→ EXERCISE BRIEF
Recast everything in the listing from the line containing "the cabinet door" down to the line containing "x=37, y=164", both included, as a Markdown table with the columns Row and Line. Number each line in Row, and omit blank lines.

** start INPUT ROWS **

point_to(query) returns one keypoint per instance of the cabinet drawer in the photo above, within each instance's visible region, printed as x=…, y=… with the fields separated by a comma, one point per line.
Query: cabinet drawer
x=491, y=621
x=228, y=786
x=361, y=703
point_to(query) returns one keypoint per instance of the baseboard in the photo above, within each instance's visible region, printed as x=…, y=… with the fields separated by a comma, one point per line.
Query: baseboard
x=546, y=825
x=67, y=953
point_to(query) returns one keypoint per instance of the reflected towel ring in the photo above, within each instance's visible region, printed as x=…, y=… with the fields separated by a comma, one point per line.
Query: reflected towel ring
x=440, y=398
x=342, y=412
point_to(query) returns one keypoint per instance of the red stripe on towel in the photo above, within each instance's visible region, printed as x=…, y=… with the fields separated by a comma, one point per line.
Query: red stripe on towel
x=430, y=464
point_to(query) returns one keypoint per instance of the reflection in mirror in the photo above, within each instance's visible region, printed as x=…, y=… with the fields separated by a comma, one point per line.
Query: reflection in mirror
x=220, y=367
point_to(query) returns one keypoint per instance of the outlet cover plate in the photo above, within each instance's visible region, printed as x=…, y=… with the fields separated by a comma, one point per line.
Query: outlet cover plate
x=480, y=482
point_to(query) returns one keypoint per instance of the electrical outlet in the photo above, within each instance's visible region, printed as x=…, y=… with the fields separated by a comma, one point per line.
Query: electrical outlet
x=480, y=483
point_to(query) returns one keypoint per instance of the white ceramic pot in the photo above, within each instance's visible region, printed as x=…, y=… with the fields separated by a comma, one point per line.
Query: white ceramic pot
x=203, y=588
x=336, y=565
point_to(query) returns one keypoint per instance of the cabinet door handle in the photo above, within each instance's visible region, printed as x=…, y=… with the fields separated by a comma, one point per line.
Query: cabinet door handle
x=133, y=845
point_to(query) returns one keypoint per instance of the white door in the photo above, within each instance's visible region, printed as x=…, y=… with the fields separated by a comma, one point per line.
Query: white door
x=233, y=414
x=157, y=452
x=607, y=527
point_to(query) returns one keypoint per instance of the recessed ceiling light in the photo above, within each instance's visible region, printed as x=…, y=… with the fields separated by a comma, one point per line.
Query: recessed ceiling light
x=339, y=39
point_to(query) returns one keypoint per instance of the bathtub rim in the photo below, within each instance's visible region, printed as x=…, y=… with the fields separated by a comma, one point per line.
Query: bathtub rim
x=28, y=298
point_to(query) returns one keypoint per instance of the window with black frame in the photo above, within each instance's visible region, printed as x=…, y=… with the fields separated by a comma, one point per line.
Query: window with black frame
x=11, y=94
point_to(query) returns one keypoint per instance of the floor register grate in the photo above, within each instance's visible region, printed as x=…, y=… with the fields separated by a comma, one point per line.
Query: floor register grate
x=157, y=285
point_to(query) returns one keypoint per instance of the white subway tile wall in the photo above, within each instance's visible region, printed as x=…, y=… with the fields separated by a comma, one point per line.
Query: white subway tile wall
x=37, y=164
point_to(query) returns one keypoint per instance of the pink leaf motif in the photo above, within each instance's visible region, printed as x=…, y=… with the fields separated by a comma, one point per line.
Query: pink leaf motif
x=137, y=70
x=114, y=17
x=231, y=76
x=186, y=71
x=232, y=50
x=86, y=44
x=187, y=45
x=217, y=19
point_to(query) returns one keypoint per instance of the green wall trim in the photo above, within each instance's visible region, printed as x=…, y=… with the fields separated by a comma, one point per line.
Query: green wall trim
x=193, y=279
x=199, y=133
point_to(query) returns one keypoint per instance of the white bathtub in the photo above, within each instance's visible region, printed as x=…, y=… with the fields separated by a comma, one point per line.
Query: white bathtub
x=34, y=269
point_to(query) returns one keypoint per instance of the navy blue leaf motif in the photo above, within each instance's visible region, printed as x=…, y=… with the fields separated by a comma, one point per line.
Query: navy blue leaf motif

** end INPUT ROWS **

→ EXERCISE OUTPUT
| Row | Line |
|---|---|
| 1 | point_to(query) returns one keypoint per instance of the cabinet door handle in the photo above, within each instance's visible region, printed as x=…, y=… with the fields separated by a comma, one point per line. |
| 2 | Query: cabinet door handle |
| 3 | x=133, y=845 |
| 4 | point_to(query) returns one keypoint per instance of the white door in the photo above, within each instance's visible region, printed as x=…, y=… with the fields separated by a comma, one point per line. |
| 5 | Query: white door |
| 6 | x=233, y=414 |
| 7 | x=157, y=452 |
| 8 | x=607, y=527 |
| 9 | point_to(query) returns one keypoint per instance of the recessed ceiling light in the photo above, within each instance's visible region, printed as x=…, y=… with the fields separated by a comma, one point per line. |
| 10 | Query: recessed ceiling light |
| 11 | x=339, y=39 |
| 12 | point_to(query) returns one keypoint per instance of the bathtub rim in the photo below, within each instance's visible region, printed as x=…, y=… with the fields separated by a comma, one point per line. |
| 13 | Query: bathtub rim |
| 14 | x=28, y=298 |
| 15 | point_to(query) returns one keypoint per instance of the window with black frame in the photo above, within each instance's visible region, printed as x=…, y=… with the fields separated by a comma, one point per line. |
| 16 | Query: window with black frame |
| 17 | x=11, y=94 |
| 18 | point_to(query) returns one keypoint per instance of the floor register grate in the photo above, within each instance's visible region, printed as x=…, y=… with the fields separated by a comma, one point per line. |
| 19 | Query: floor register grate |
| 20 | x=157, y=285 |
| 21 | point_to(query) returns one keypoint per instance of the white subway tile wall in the photo above, within each instance's visible region, printed as x=…, y=… with the fields separated by a comma, one point per line. |
| 22 | Query: white subway tile wall |
| 23 | x=37, y=164 |